■ Problem to solve ■
Condense the paragraph of the Smashing Pumpkins text below that opens with "The reanimated semi-Pumpkins" into a short bulleted list of its main points.

■ Text ■
--------------------

The reanimated semi-Pumpkins 20th Anniversary jaunt has been memorably declared “a shitshow” by Pitchforkmedia. And truth be told, Zeitgeist — a few cool tracks aside — is a sludgy, samey bummer. These missteps have been amplified by Corgan’s famous inability to shut his trap. Rather than biting down hard and carrying on, he’s taken every possible opportunity to make bold, ridiculous proclamations — from his full-page ad in the Sun Times announcing his intention to reform the Pumpkins to his recent “no more albums” promise to NME

There is no point. People don’t even listen to it all. They put it on their iPod, they drag over the two singles, and skip over the rest…

Our primary function now is to be a singles band, that drives Pumpkins Inc through singles. We’ll still be creative, but in a different form.

Corgan does seem to be grinding some kind of axe w/r/t his once-and-future band not being taken seriously as a long-playing threat. The “shitshow” designation was largely a reaction to this hometown “meltdown” at the Chicago Theater.

Chicago Sun Times critic and frequent Corgan nemesis Jim DeRogatis supposes that the Corganmonster’s current public bad behavior is a conceptual stunt —

It’s only guessing, once again, but I’d say it’s all part of a statement
he’s trying to make about the reconstituted Pumpkins NOT being an oldies
act, alternative nostalgia or otherwise, and it is in fact on some
dramatic, horribly painful but ultimately brilliantly worthwhile odyssey
of its own, just like the old band. Remember, in his world, Smashing
Pumpkins tours are ordeals far more trying than any military campaign,
outdoing the misery even of Napoleon’s infamous retreat from Moscow. And
if they aren’t, they’re not worth doing. (See: Zwan.)

Read DeRo’s whole bloggy thing…

By my estimation, Corgan is just being a bit petulant and passing it off as a “concept” to dodge criticism. I remember seeing Townshend on some rockumentary bitching about how “all his friends are dead.” He had a point, but he was also being a whiny crank. Corgan seems to be doing the same thing here. Remember this is the guy who blamed Britney Spears for the Pumpkins break-up and whose recent critiques of American in the end times run about this deep…

That's hot...

--------------------

■ Information provided ■

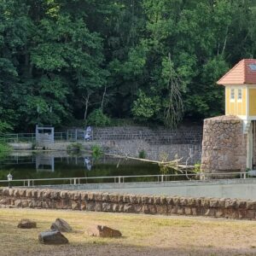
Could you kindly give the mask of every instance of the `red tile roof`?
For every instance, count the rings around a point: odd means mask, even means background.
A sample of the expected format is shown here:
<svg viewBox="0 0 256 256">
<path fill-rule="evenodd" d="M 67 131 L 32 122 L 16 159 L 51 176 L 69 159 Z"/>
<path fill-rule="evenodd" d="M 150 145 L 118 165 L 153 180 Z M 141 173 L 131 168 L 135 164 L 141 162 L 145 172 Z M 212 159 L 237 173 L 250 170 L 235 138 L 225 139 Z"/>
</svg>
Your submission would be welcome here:
<svg viewBox="0 0 256 256">
<path fill-rule="evenodd" d="M 233 68 L 224 74 L 218 84 L 256 84 L 256 60 L 244 59 L 240 61 Z"/>
</svg>

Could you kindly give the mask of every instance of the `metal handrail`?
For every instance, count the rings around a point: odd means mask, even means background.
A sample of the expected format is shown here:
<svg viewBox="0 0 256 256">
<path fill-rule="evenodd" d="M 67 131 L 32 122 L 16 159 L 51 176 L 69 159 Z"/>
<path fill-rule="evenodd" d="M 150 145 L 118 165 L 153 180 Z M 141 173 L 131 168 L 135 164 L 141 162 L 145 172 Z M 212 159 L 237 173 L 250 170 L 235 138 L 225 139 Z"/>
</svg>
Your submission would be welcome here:
<svg viewBox="0 0 256 256">
<path fill-rule="evenodd" d="M 154 174 L 154 175 L 128 175 L 128 176 L 102 176 L 102 177 L 49 177 L 49 178 L 27 178 L 27 179 L 13 179 L 11 183 L 16 183 L 16 182 L 22 182 L 23 186 L 30 187 L 34 186 L 34 183 L 36 182 L 40 181 L 69 181 L 70 184 L 80 184 L 81 180 L 92 180 L 92 179 L 113 179 L 113 183 L 124 183 L 125 178 L 131 178 L 131 177 L 157 177 L 158 181 L 157 183 L 163 183 L 165 182 L 165 179 L 166 181 L 167 177 L 189 177 L 189 176 L 200 176 L 201 180 L 204 181 L 205 178 L 209 177 L 218 177 L 218 176 L 225 176 L 225 175 L 237 175 L 239 174 L 241 177 L 240 178 L 247 178 L 247 172 L 227 172 L 227 173 L 204 173 L 204 172 L 199 172 L 199 173 L 179 173 L 179 174 Z M 165 178 L 166 177 L 166 178 Z M 147 181 L 146 181 L 147 182 Z M 8 180 L 0 180 L 0 183 L 9 183 Z M 128 182 L 129 183 L 129 182 Z"/>
</svg>

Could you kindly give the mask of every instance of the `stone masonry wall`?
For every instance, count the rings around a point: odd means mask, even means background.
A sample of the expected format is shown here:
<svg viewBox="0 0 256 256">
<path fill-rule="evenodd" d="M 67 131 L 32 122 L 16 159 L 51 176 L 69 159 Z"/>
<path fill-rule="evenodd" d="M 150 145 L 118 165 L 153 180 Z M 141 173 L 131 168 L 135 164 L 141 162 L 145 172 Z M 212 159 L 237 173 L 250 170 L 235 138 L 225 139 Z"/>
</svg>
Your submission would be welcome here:
<svg viewBox="0 0 256 256">
<path fill-rule="evenodd" d="M 175 130 L 163 127 L 116 126 L 93 128 L 93 139 L 96 141 L 143 140 L 150 145 L 201 144 L 201 126 L 181 126 Z"/>
<path fill-rule="evenodd" d="M 204 121 L 201 170 L 206 172 L 246 171 L 247 136 L 242 120 L 219 116 Z"/>
<path fill-rule="evenodd" d="M 0 189 L 0 207 L 72 209 L 256 219 L 256 201 L 253 201 L 55 189 L 2 188 Z"/>
</svg>

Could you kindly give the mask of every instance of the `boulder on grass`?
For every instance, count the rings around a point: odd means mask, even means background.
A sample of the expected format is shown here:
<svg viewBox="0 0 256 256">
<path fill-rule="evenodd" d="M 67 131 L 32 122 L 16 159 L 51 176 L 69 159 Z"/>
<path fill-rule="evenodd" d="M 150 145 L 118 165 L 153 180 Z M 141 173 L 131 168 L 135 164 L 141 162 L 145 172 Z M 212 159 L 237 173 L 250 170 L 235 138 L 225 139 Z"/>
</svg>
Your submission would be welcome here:
<svg viewBox="0 0 256 256">
<path fill-rule="evenodd" d="M 66 244 L 68 240 L 60 231 L 49 230 L 41 232 L 38 236 L 38 240 L 44 244 Z"/>
<path fill-rule="evenodd" d="M 119 230 L 111 229 L 107 226 L 95 225 L 88 229 L 87 233 L 90 236 L 99 237 L 119 237 L 122 233 Z"/>
<path fill-rule="evenodd" d="M 36 227 L 37 223 L 28 218 L 22 218 L 18 224 L 20 229 L 35 229 Z"/>
<path fill-rule="evenodd" d="M 60 232 L 72 232 L 72 227 L 67 221 L 62 218 L 56 218 L 56 220 L 50 226 L 51 230 L 58 230 Z"/>
</svg>

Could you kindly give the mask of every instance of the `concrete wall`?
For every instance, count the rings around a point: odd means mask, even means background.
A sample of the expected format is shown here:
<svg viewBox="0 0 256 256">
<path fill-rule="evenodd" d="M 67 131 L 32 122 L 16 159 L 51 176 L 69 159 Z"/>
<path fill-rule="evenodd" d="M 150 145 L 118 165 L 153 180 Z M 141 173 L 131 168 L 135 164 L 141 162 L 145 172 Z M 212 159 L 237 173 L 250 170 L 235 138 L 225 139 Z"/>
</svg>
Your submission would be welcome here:
<svg viewBox="0 0 256 256">
<path fill-rule="evenodd" d="M 0 207 L 178 214 L 253 220 L 256 216 L 256 201 L 253 201 L 31 189 L 0 189 Z"/>
<path fill-rule="evenodd" d="M 206 172 L 245 172 L 247 137 L 236 116 L 219 116 L 204 121 L 201 170 Z"/>
</svg>

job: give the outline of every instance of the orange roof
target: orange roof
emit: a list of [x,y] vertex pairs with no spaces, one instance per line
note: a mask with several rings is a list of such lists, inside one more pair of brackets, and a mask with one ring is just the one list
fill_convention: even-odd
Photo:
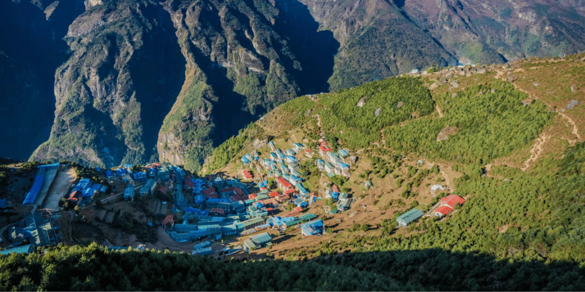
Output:
[[441,204],[442,205],[446,205],[451,208],[454,208],[455,207],[455,204],[457,203],[459,203],[459,204],[463,204],[464,202],[464,199],[456,194],[450,194],[441,199]]
[[453,208],[451,208],[448,206],[442,206],[437,208],[436,210],[435,210],[435,212],[439,212],[439,213],[441,213],[443,215],[446,215],[451,211],[453,211]]

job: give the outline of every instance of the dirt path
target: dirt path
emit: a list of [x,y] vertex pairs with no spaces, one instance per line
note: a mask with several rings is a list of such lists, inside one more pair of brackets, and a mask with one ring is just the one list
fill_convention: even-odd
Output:
[[319,127],[319,135],[324,137],[323,135],[323,128],[321,127],[321,114],[317,114],[317,126]]
[[67,171],[59,170],[55,176],[53,184],[47,193],[44,200],[44,208],[51,210],[58,210],[59,201],[65,196],[70,186],[75,181],[77,175],[73,168],[70,168]]
[[[504,75],[503,71],[497,71],[495,78],[497,79],[501,79],[505,81],[503,75]],[[534,99],[538,99],[538,98],[536,95],[518,87],[518,84],[514,82],[511,82],[511,83],[512,84],[512,85],[514,85],[515,88],[528,95],[529,98]],[[571,118],[569,117],[568,116],[567,116],[566,114],[558,111],[557,111],[556,113],[560,114],[562,117],[564,117],[566,120],[566,121],[568,121],[569,124],[570,124],[570,127],[572,128],[571,133],[573,135],[574,135],[575,137],[577,137],[577,140],[572,140],[567,138],[567,141],[569,141],[569,145],[572,146],[574,145],[574,144],[576,143],[577,141],[581,140],[581,135],[579,135],[579,129],[577,127],[576,124],[575,124],[574,121],[571,119]],[[535,161],[536,161],[537,159],[538,159],[538,157],[540,155],[541,153],[542,152],[543,145],[550,138],[550,136],[545,135],[543,133],[541,134],[541,137],[539,137],[538,138],[536,138],[536,140],[535,141],[534,145],[532,147],[532,148],[530,150],[530,158],[528,158],[528,160],[524,162],[524,165],[521,168],[521,169],[522,169],[522,171],[525,171],[526,169],[528,169],[528,168],[530,166],[530,164],[534,162]]]
[[575,122],[573,120],[572,120],[571,118],[569,117],[569,116],[567,116],[566,114],[560,112],[557,112],[557,113],[560,114],[561,116],[566,119],[567,121],[569,122],[569,123],[571,124],[571,126],[572,126],[572,127],[573,128],[573,130],[571,131],[571,133],[572,133],[573,134],[577,137],[577,140],[574,140],[567,139],[567,141],[569,141],[569,145],[573,146],[573,145],[575,144],[575,143],[577,142],[577,140],[581,140],[581,135],[579,135],[579,131],[577,128],[577,124],[576,124]]
[[536,138],[535,141],[534,145],[532,146],[532,148],[530,150],[530,158],[524,162],[524,164],[522,165],[522,168],[520,169],[522,171],[526,171],[526,170],[530,167],[530,164],[534,162],[537,159],[538,159],[538,157],[540,156],[541,153],[542,152],[542,145],[543,145],[546,142],[546,141],[550,138],[550,136],[544,135]]
[[436,109],[437,112],[439,113],[439,117],[443,117],[444,114],[443,114],[443,112],[441,112],[441,107],[439,107],[439,105],[437,103],[435,103],[435,108]]

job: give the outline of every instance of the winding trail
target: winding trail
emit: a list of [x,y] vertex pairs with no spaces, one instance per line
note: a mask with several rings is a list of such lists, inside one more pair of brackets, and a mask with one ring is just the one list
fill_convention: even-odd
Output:
[[[496,79],[500,79],[503,80],[504,81],[507,81],[507,80],[504,77],[504,72],[498,70],[496,71],[496,74],[495,76],[494,76],[494,78],[495,78]],[[517,84],[514,82],[510,82],[510,83],[512,84],[512,85],[514,85],[514,88],[516,88],[517,89],[528,95],[529,98],[534,99],[539,99],[534,94],[528,92],[528,91],[518,87]],[[572,128],[571,133],[573,135],[574,135],[575,137],[577,137],[577,139],[572,140],[567,138],[566,140],[569,142],[569,145],[570,146],[574,145],[575,143],[576,143],[578,141],[581,140],[581,135],[579,135],[579,130],[578,128],[577,128],[577,125],[575,124],[574,121],[571,119],[570,117],[569,117],[565,113],[559,111],[556,111],[556,112],[559,114],[560,114],[563,117],[564,117],[565,120],[566,120],[566,121],[568,121],[569,124],[570,124],[570,127]],[[569,126],[569,125],[567,124],[567,126]],[[532,146],[532,148],[530,150],[530,158],[529,158],[526,161],[524,162],[522,168],[520,169],[521,169],[522,171],[526,171],[526,170],[528,169],[529,167],[530,167],[531,164],[534,162],[538,159],[541,154],[542,154],[542,152],[543,146],[550,139],[550,136],[546,135],[545,134],[544,134],[543,131],[541,133],[541,135],[536,138],[536,141],[535,141],[535,143],[534,145]]]
[[530,167],[530,164],[534,162],[537,159],[538,159],[541,154],[542,153],[542,146],[550,138],[550,136],[545,135],[542,135],[536,138],[535,141],[534,145],[532,146],[532,148],[530,150],[530,158],[526,161],[524,161],[524,164],[522,165],[522,168],[520,168],[522,171],[526,171],[526,170]]
[[573,128],[573,130],[571,131],[571,133],[573,133],[573,134],[577,137],[577,140],[567,139],[567,141],[569,141],[569,145],[573,146],[573,145],[575,144],[575,143],[577,142],[577,140],[581,140],[581,135],[579,135],[579,131],[577,130],[577,125],[575,124],[574,121],[571,119],[571,118],[569,117],[569,116],[565,114],[565,113],[562,113],[560,112],[557,112],[557,113],[559,114],[560,114],[561,116],[564,117],[565,119],[566,119],[567,121],[568,121],[569,123],[571,124],[572,127]]

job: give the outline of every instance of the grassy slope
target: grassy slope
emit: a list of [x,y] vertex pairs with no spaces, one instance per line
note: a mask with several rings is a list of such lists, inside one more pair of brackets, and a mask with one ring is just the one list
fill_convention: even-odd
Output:
[[[242,150],[236,151],[236,159],[223,170],[239,167],[236,159],[253,148],[250,142],[253,139],[274,137],[275,144],[281,148],[290,147],[292,141],[308,144],[318,138],[319,126],[330,141],[337,141],[333,144],[358,153],[359,162],[352,167],[352,178],[345,186],[352,189],[354,197],[361,199],[343,214],[324,217],[326,225],[333,227],[333,234],[318,239],[300,239],[294,245],[277,245],[272,248],[273,254],[284,257],[299,255],[300,249],[310,256],[345,248],[439,248],[489,252],[498,258],[580,259],[576,255],[580,248],[572,245],[568,251],[562,252],[563,245],[559,245],[569,240],[566,234],[579,227],[570,223],[579,211],[573,210],[574,214],[567,215],[562,211],[560,207],[566,203],[563,200],[570,199],[561,197],[564,199],[559,201],[555,190],[559,188],[557,172],[566,169],[570,162],[560,158],[568,146],[583,141],[580,117],[584,116],[581,114],[584,107],[581,105],[559,113],[562,116],[550,112],[550,108],[566,107],[572,99],[585,100],[579,87],[584,77],[583,63],[573,61],[583,57],[571,56],[560,61],[531,59],[513,64],[508,71],[498,66],[487,74],[456,77],[449,83],[456,81],[458,87],[448,84],[431,91],[433,105],[440,107],[442,117],[437,112],[423,112],[413,115],[421,117],[407,117],[404,121],[390,123],[390,126],[376,127],[376,120],[370,117],[360,119],[365,124],[356,129],[348,124],[359,115],[339,113],[344,107],[357,110],[357,101],[364,96],[371,96],[368,89],[375,92],[379,83],[314,98],[298,98],[256,123],[256,135],[250,136],[245,131],[242,135],[249,137],[237,143]],[[566,74],[555,75],[548,81],[551,71]],[[423,77],[421,80],[429,86],[441,79],[442,74],[444,72]],[[498,81],[510,75],[517,76],[517,81],[512,84]],[[387,80],[377,82],[390,82]],[[534,80],[540,81],[538,86],[532,85],[538,90],[529,87]],[[576,85],[576,93],[567,96],[572,84]],[[514,86],[527,91],[528,94]],[[383,98],[376,101],[377,95]],[[417,98],[424,100],[424,95]],[[392,94],[384,90],[374,92],[374,96],[368,106],[372,108],[378,107],[374,103],[379,102],[382,107],[395,102]],[[562,96],[565,97],[559,98]],[[531,104],[522,105],[522,102],[531,102],[534,99]],[[384,100],[390,101],[384,103]],[[319,119],[321,125],[317,124]],[[459,127],[459,132],[437,142],[438,132],[448,125]],[[295,141],[285,142],[293,140],[291,133],[295,133]],[[547,138],[541,143],[543,137]],[[401,154],[405,158],[394,158]],[[374,157],[381,159],[373,163]],[[417,166],[419,159],[425,159],[425,163]],[[426,173],[425,169],[435,164],[440,172]],[[413,169],[418,169],[414,174]],[[462,175],[463,178],[458,178]],[[325,179],[316,173],[308,180],[314,185]],[[372,181],[373,189],[365,190],[363,183],[366,180]],[[393,230],[398,214],[411,207],[430,207],[433,198],[428,186],[437,183],[448,185],[450,193],[464,196],[467,203],[441,221],[424,219],[408,228]],[[407,196],[405,191],[408,191]],[[311,211],[322,213],[319,208],[322,201]],[[565,216],[565,223],[549,223],[555,216]],[[364,239],[355,237],[357,231],[347,230],[355,224],[373,225],[362,234]],[[325,246],[320,242],[331,243]]]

--------------------

■ Written solution ■
- Pitchforkmedia called the reunited Pumpkins' 20th Anniversary tour "a shitshow."
- Apart from a few cool tracks, Zeitgeist is a sludgy, samey bummer.
- Corgan's inability to keep quiet has made these missteps worse.
- He keeps making bold, ridiculous public statements, such as his full-page Sun Times ad announcing the band's reformation and his recent "no more albums" promise to NME.